Task prompt – Extract and repeat verbatim the part of the entries that opens with the line containing "Autonomous forklift vision pipeline — detect the fingers" and closes with the line containing "441,382,734,629", both lines included.

Task material –

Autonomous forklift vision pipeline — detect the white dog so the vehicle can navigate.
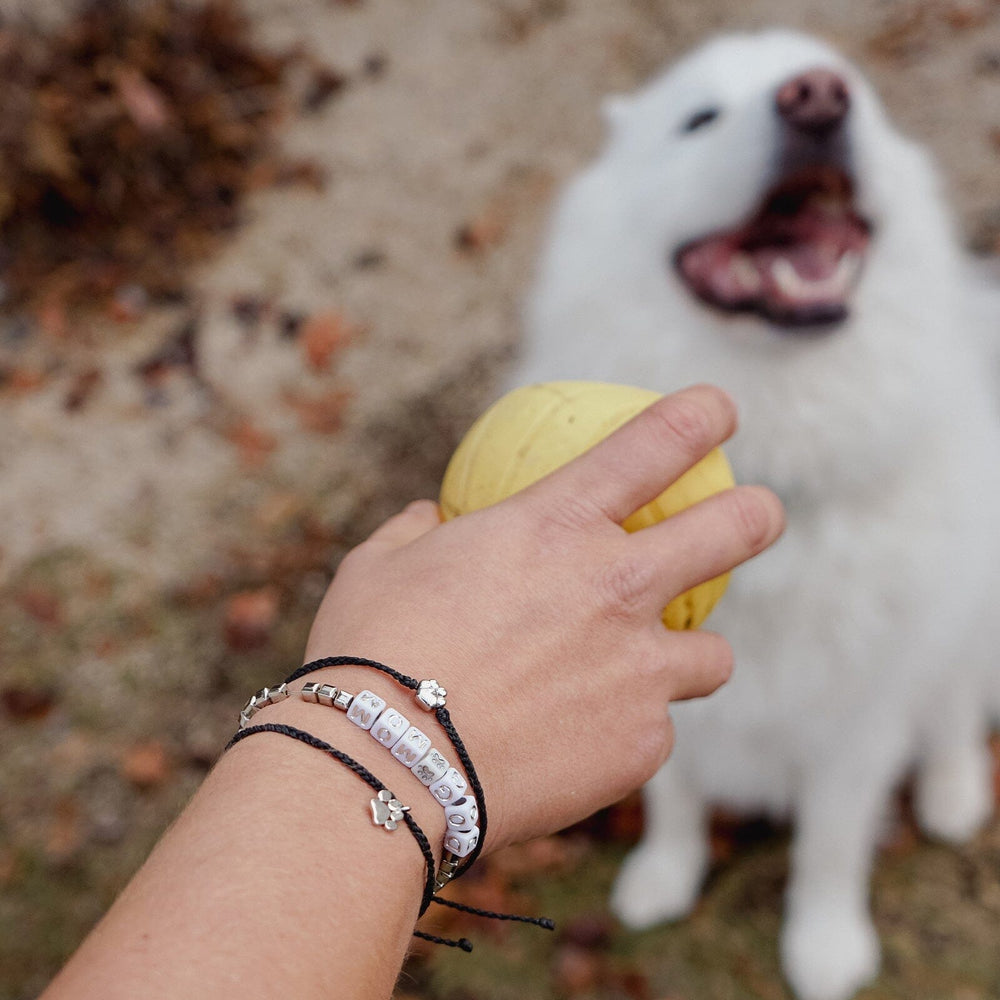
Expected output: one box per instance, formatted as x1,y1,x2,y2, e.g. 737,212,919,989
516,31,1000,1000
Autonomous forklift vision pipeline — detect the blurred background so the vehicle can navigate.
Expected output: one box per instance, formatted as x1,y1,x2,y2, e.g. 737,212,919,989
0,0,1000,1000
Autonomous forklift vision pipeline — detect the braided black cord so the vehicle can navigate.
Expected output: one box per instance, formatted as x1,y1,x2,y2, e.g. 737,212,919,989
431,896,556,931
285,656,487,878
285,656,420,691
222,722,438,916
413,931,472,951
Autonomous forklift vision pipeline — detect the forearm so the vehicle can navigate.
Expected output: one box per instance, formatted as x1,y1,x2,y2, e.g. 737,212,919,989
45,685,444,1000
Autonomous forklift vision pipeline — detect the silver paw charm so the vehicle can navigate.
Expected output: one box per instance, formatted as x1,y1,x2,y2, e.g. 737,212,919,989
415,680,448,712
371,788,410,830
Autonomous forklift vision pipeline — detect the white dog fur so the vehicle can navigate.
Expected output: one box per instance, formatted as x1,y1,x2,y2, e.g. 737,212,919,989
513,30,1000,1000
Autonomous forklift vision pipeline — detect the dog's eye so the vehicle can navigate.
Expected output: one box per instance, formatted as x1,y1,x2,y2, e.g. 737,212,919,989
681,108,720,132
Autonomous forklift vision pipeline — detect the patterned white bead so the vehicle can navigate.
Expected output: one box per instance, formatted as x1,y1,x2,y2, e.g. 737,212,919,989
390,726,431,767
428,767,469,805
444,826,479,858
347,691,386,729
368,708,410,749
444,795,479,833
410,749,448,785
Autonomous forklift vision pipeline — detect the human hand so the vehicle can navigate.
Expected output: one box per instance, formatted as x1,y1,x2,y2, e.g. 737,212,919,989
307,386,783,851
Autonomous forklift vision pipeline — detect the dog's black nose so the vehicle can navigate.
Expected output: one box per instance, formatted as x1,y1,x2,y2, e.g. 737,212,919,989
774,69,851,134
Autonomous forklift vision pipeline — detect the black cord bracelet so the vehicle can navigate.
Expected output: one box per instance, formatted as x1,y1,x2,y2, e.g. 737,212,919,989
285,656,487,878
229,722,452,920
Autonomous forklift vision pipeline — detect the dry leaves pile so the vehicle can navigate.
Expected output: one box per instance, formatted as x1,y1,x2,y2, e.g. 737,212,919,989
0,0,343,308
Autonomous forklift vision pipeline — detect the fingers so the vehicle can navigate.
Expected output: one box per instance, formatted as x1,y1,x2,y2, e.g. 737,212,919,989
366,500,441,549
533,385,736,523
664,631,733,701
627,486,785,606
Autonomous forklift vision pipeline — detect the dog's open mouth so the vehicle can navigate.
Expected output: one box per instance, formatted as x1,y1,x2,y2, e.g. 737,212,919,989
674,166,871,326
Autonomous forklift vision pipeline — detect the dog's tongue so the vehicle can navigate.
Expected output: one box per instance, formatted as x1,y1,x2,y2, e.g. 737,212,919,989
677,188,868,323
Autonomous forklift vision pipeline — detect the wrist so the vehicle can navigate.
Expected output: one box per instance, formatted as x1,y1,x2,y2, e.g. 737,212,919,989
248,667,448,865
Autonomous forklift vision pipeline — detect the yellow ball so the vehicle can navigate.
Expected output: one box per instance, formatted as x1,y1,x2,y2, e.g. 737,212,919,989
441,382,734,629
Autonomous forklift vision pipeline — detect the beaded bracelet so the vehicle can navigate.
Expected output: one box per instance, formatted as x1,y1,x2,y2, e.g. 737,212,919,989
240,656,486,890
229,656,555,951
222,724,474,952
285,656,487,882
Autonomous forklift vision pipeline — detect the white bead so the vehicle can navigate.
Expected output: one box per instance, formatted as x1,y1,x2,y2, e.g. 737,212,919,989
410,749,448,785
428,767,469,805
444,795,479,833
444,826,479,858
347,691,386,729
390,726,431,767
368,708,410,749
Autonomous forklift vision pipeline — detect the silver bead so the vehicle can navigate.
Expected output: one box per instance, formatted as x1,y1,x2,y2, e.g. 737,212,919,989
369,788,410,831
434,851,461,892
414,679,448,712
316,684,339,707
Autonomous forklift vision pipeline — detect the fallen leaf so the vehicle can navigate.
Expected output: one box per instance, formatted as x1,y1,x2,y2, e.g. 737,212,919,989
108,285,149,323
115,66,170,132
135,318,198,381
63,368,101,413
284,389,354,434
223,587,278,653
299,312,355,371
455,208,507,254
44,799,84,864
119,740,170,789
15,586,62,625
2,368,45,395
0,685,56,722
559,913,614,951
302,66,347,113
225,420,278,469
230,295,270,329
552,944,603,996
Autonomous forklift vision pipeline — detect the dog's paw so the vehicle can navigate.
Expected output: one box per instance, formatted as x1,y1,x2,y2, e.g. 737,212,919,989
914,745,993,843
781,904,880,1000
611,841,706,930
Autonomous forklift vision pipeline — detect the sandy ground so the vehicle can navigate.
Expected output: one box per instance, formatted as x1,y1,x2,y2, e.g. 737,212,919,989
0,0,1000,585
0,0,1000,997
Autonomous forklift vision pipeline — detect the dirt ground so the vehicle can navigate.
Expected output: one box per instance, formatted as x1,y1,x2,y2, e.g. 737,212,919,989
0,0,1000,1000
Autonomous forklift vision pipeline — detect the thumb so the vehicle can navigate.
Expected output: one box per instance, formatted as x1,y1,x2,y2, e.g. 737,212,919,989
367,500,441,550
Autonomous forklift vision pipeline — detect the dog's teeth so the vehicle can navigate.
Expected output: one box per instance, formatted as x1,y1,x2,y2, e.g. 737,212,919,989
730,253,762,293
771,251,861,299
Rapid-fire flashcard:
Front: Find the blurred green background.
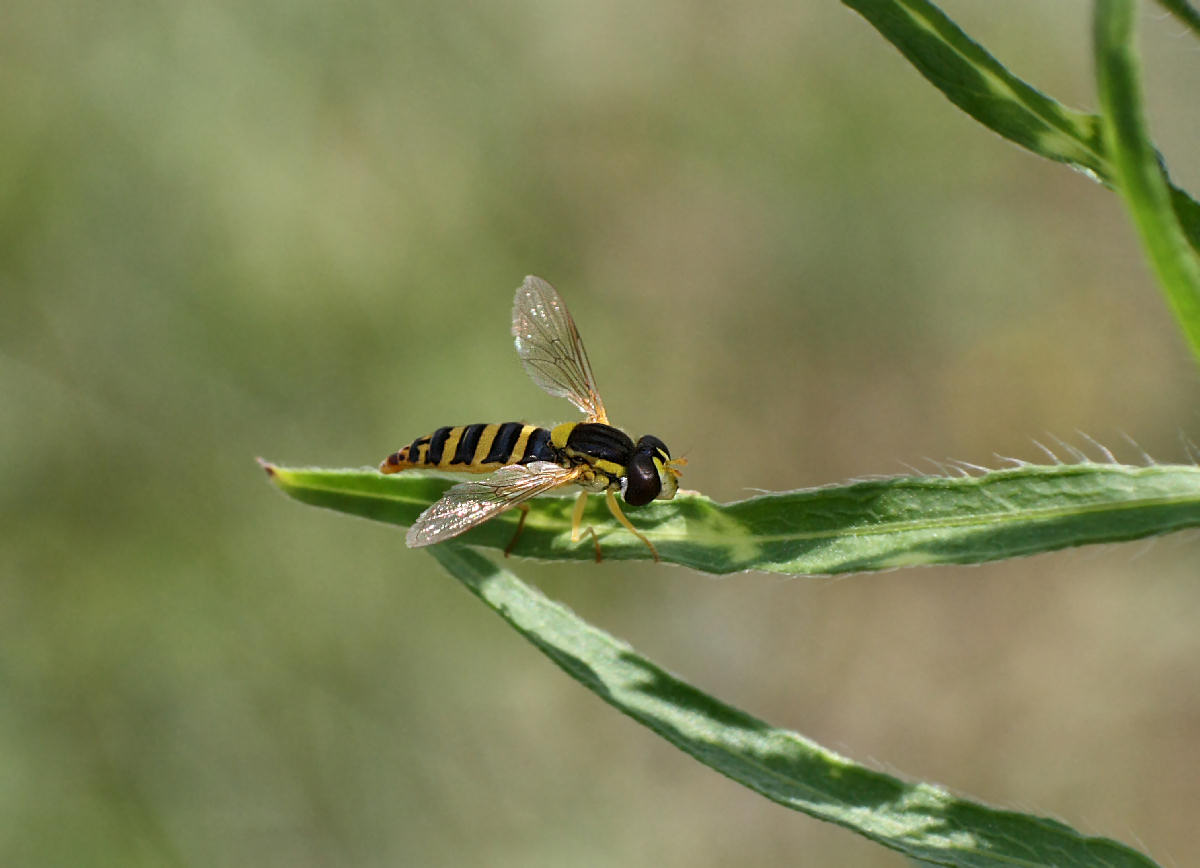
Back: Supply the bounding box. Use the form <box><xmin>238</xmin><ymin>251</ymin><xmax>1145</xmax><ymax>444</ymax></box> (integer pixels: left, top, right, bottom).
<box><xmin>0</xmin><ymin>0</ymin><xmax>1200</xmax><ymax>866</ymax></box>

Answer to this task –
Autonomous forklift vision pipeline — detect the fingers so the vehicle can navigate.
Expected output: one box per instance, formatted as x1,y1,x2,y2, e.g. 737,212,919,989
366,500,441,549
533,385,736,523
664,631,733,701
627,486,785,606
Autonomous forklift vision pipeline — detect the dog's open mouth so the vehicle can navigate.
Expected output: one box per instance, formatted as x1,y1,x2,y2, e.g. 737,212,919,989
674,166,871,326
Autonomous forklift vision pipeline — detect the dog's tongue so the vehicle can navigate.
Expected output: one box per instance, formatted as x1,y1,x2,y2, e.g. 737,212,919,989
677,188,868,323
Autonomous forklift vision pipeline — detect the wrist so the vehicle can navigate.
Expected output: one box per instance, formatted as x1,y1,x2,y2, e.g. 737,212,919,989
248,667,448,865
Autonomous forklift vision pipeline — detect the yellow ball so the vehicle can navigate.
Expected output: one box per instance, formatted as x1,y1,x2,y2, e.g. 737,212,919,989
441,382,734,629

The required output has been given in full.